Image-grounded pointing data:
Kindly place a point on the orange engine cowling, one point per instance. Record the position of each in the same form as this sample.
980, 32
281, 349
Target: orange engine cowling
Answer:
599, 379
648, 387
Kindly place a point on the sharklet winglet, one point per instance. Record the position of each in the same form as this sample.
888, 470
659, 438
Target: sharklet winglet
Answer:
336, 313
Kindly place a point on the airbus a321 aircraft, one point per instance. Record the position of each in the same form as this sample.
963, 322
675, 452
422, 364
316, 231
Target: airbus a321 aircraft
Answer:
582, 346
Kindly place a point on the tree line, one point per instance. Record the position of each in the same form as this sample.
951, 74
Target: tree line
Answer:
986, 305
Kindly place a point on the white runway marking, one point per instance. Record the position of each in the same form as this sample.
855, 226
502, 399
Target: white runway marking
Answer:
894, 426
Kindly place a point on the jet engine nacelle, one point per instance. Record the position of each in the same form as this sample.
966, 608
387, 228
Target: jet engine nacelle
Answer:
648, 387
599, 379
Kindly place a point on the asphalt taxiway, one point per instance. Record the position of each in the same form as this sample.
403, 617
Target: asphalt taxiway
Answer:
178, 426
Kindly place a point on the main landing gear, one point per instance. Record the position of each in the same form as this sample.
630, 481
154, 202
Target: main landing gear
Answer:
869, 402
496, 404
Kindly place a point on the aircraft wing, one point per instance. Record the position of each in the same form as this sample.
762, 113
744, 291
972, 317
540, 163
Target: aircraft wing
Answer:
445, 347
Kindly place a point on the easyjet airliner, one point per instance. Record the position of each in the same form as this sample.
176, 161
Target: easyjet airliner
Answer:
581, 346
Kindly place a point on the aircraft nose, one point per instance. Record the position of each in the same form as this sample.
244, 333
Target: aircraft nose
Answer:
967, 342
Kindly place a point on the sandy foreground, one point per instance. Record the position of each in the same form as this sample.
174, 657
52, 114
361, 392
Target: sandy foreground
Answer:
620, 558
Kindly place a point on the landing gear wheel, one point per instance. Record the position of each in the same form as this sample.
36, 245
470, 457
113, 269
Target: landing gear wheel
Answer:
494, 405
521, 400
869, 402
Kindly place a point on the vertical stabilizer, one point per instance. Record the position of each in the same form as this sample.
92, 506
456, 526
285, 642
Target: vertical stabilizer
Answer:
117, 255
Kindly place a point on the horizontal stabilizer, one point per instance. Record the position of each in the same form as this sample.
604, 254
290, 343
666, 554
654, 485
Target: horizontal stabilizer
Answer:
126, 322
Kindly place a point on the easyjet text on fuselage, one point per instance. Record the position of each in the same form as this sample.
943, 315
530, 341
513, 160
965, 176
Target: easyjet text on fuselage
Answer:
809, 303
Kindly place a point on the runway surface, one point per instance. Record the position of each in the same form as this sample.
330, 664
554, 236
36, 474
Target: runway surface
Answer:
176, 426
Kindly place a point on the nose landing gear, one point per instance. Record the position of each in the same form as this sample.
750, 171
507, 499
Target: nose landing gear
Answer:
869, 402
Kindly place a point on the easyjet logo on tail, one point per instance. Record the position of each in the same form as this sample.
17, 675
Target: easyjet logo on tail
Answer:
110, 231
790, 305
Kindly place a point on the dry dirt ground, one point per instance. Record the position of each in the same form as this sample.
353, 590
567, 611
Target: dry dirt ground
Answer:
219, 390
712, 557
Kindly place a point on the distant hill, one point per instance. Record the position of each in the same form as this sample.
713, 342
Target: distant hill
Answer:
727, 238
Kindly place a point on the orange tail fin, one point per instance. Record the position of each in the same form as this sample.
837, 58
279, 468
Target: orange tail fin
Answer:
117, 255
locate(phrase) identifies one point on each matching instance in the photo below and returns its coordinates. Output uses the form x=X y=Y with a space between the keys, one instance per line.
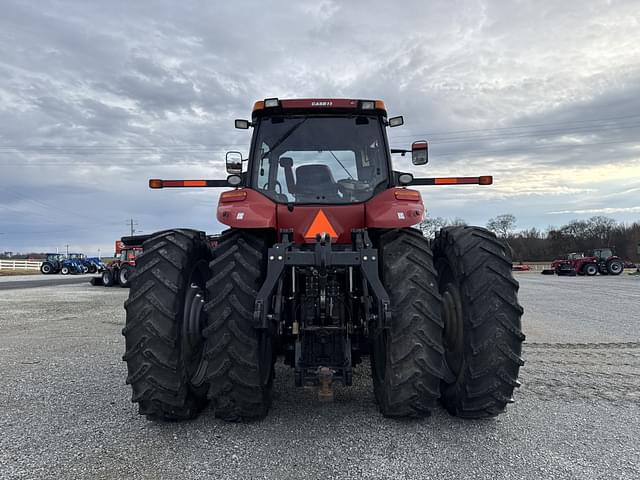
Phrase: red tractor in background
x=321 y=267
x=600 y=260
x=118 y=271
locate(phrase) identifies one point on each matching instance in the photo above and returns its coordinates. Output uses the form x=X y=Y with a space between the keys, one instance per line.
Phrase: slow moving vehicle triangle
x=321 y=224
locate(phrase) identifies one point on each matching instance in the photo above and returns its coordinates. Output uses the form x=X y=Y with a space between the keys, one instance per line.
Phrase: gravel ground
x=65 y=411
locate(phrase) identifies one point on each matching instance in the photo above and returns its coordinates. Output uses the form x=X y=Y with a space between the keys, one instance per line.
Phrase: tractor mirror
x=405 y=179
x=396 y=121
x=234 y=180
x=234 y=163
x=420 y=152
x=286 y=162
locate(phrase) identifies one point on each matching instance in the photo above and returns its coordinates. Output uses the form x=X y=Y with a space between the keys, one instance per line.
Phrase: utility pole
x=131 y=224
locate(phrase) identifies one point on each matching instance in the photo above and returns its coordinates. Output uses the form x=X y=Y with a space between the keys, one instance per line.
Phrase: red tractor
x=119 y=270
x=599 y=260
x=320 y=267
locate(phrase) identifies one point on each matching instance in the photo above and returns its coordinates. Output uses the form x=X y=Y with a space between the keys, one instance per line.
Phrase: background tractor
x=118 y=271
x=52 y=263
x=321 y=267
x=600 y=260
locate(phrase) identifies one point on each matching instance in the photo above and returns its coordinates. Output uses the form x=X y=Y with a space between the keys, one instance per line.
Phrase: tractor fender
x=246 y=209
x=394 y=208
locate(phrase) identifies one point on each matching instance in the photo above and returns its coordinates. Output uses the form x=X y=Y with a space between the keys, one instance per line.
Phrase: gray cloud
x=97 y=97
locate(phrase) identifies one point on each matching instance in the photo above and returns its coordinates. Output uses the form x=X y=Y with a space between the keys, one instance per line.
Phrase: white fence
x=20 y=265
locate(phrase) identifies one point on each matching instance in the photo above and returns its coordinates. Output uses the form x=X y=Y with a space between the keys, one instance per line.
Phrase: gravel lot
x=65 y=411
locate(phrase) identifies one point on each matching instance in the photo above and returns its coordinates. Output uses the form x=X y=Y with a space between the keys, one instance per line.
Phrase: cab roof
x=318 y=105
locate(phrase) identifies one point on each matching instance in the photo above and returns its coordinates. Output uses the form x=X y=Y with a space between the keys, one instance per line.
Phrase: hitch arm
x=482 y=180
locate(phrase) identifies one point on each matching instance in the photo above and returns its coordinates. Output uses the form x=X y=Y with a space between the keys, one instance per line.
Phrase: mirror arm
x=157 y=183
x=482 y=180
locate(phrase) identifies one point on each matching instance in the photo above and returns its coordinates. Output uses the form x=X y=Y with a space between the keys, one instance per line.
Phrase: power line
x=530 y=125
x=131 y=224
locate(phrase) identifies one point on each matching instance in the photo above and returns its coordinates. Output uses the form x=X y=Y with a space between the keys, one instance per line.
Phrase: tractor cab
x=602 y=253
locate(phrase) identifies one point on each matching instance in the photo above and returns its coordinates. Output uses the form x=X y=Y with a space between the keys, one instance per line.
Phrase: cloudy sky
x=97 y=97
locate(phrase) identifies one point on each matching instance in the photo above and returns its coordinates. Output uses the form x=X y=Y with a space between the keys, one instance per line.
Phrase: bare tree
x=502 y=225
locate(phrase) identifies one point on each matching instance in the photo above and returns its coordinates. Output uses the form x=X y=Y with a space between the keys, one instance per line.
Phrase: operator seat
x=314 y=183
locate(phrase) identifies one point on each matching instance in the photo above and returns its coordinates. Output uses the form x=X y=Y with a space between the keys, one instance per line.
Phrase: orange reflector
x=446 y=181
x=410 y=195
x=233 y=196
x=321 y=224
x=194 y=183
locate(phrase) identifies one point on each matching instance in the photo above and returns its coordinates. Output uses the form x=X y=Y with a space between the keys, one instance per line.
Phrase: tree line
x=535 y=245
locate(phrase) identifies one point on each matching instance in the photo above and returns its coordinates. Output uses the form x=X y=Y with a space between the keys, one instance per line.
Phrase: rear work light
x=233 y=196
x=410 y=195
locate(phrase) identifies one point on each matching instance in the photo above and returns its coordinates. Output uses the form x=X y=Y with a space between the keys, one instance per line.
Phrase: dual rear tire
x=456 y=326
x=190 y=338
x=455 y=333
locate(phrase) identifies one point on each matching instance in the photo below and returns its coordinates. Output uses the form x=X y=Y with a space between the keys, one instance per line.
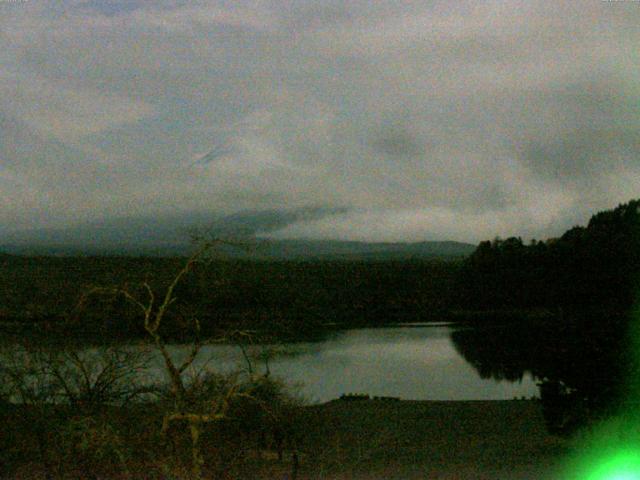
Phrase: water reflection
x=419 y=363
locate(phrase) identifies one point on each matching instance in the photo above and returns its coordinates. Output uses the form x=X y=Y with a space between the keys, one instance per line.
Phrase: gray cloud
x=423 y=120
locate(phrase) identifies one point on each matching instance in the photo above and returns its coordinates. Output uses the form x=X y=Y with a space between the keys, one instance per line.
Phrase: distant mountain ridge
x=263 y=249
x=169 y=236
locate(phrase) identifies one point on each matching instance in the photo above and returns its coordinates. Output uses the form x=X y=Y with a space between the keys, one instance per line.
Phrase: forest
x=562 y=310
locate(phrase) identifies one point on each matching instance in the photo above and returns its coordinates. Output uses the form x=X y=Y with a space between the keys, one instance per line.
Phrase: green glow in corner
x=623 y=465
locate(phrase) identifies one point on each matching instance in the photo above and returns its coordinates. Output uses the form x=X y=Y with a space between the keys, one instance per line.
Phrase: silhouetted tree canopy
x=587 y=267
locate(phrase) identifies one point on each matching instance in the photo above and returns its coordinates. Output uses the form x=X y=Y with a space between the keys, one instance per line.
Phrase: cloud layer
x=402 y=120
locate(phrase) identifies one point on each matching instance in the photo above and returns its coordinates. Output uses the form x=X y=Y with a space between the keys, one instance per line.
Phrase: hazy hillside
x=170 y=235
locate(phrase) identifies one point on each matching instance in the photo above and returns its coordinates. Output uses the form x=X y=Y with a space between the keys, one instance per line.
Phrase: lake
x=411 y=362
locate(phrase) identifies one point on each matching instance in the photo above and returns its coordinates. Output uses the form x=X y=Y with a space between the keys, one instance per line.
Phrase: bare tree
x=154 y=306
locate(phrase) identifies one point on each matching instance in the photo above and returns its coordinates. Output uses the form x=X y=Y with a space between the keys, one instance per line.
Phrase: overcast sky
x=405 y=120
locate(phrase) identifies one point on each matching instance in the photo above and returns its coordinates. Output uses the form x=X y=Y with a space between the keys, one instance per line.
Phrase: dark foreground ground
x=431 y=440
x=370 y=439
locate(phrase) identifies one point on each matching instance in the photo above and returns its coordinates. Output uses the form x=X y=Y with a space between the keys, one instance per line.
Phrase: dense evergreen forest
x=585 y=355
x=277 y=298
x=592 y=267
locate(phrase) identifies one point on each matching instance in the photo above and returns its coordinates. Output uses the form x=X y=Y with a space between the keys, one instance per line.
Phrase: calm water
x=417 y=363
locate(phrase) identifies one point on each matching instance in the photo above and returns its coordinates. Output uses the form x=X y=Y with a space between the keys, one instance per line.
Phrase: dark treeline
x=583 y=355
x=282 y=298
x=592 y=267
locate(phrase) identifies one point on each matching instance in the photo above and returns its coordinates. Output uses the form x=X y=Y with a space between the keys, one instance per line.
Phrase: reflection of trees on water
x=580 y=363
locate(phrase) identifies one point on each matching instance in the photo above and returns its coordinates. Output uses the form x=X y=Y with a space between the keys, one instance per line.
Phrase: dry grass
x=361 y=440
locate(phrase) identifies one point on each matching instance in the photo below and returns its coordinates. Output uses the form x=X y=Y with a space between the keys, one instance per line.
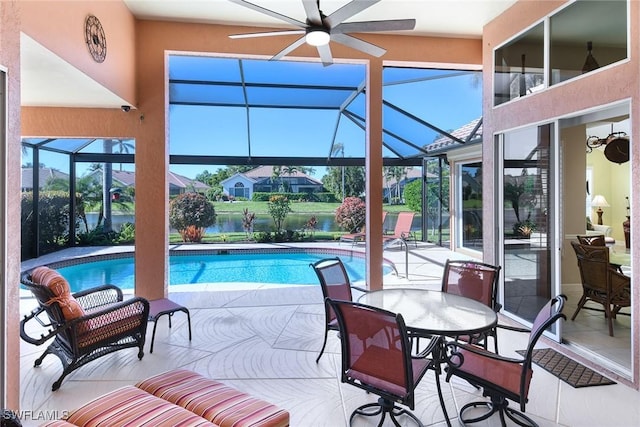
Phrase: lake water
x=228 y=223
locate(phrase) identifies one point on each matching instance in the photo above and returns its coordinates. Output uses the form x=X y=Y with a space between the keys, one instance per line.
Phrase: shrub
x=247 y=222
x=127 y=234
x=351 y=214
x=53 y=220
x=413 y=195
x=192 y=234
x=278 y=207
x=191 y=210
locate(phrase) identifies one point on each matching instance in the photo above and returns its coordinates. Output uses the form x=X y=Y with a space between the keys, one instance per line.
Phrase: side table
x=160 y=307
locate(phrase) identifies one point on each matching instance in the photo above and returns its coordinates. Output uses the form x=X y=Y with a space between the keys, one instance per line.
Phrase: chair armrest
x=357 y=288
x=104 y=323
x=455 y=358
x=98 y=296
x=53 y=328
x=514 y=328
x=602 y=229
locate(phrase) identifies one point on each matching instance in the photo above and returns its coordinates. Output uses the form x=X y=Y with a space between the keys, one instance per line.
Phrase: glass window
x=470 y=176
x=519 y=66
x=585 y=36
x=527 y=251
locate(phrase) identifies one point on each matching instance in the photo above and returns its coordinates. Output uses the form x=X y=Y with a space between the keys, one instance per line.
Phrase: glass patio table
x=435 y=315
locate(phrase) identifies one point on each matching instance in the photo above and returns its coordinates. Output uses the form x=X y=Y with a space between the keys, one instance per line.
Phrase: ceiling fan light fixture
x=317 y=36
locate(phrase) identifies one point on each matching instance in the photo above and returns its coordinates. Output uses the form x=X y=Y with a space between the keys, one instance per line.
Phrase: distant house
x=390 y=186
x=44 y=176
x=260 y=180
x=178 y=184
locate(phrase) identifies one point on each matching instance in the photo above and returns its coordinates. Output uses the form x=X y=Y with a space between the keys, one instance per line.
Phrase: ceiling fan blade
x=373 y=26
x=347 y=11
x=312 y=11
x=358 y=44
x=325 y=55
x=270 y=13
x=288 y=49
x=266 y=34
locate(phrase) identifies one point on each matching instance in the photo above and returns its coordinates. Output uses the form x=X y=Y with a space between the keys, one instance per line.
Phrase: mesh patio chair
x=501 y=378
x=335 y=284
x=402 y=231
x=476 y=280
x=602 y=282
x=85 y=325
x=376 y=357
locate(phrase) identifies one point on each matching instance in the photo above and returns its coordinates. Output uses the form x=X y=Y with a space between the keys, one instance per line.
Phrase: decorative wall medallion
x=95 y=38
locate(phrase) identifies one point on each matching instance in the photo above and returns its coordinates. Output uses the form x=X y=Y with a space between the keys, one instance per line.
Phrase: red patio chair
x=376 y=357
x=335 y=284
x=501 y=378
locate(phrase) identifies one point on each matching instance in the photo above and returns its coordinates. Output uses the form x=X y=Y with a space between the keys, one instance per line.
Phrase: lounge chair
x=85 y=325
x=402 y=232
x=361 y=236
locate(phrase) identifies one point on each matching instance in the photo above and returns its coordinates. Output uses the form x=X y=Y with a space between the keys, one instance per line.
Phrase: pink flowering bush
x=351 y=214
x=190 y=214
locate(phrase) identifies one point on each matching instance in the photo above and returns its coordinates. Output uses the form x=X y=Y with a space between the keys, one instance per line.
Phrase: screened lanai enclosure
x=250 y=112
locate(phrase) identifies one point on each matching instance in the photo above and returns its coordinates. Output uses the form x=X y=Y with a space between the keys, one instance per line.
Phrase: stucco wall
x=10 y=61
x=59 y=26
x=598 y=88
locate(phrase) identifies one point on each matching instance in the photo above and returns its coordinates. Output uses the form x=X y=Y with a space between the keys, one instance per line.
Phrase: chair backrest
x=334 y=282
x=593 y=264
x=375 y=350
x=595 y=240
x=403 y=223
x=547 y=316
x=46 y=299
x=472 y=279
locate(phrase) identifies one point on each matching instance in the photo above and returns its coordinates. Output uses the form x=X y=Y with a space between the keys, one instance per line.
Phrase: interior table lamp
x=599 y=202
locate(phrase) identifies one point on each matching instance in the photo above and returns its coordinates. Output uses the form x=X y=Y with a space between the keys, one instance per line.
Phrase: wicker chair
x=85 y=325
x=601 y=282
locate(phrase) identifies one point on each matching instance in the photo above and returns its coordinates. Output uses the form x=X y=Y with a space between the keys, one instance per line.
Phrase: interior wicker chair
x=602 y=282
x=335 y=284
x=501 y=378
x=85 y=325
x=376 y=357
x=595 y=240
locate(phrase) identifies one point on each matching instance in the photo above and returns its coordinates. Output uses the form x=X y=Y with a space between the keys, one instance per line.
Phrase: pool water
x=275 y=268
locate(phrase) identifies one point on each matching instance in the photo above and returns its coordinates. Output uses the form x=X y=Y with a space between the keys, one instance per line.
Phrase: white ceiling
x=47 y=80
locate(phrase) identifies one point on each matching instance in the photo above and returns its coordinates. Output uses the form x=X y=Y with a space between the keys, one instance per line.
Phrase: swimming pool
x=276 y=268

Required work: Every line of the data above that includes "vertical" should be listed.

Solution to this exercise:
Kindly place a point on the vertical stabilizer, one point per instance. Record the position of each in the same form as this sample.
Target: vertical stabilizer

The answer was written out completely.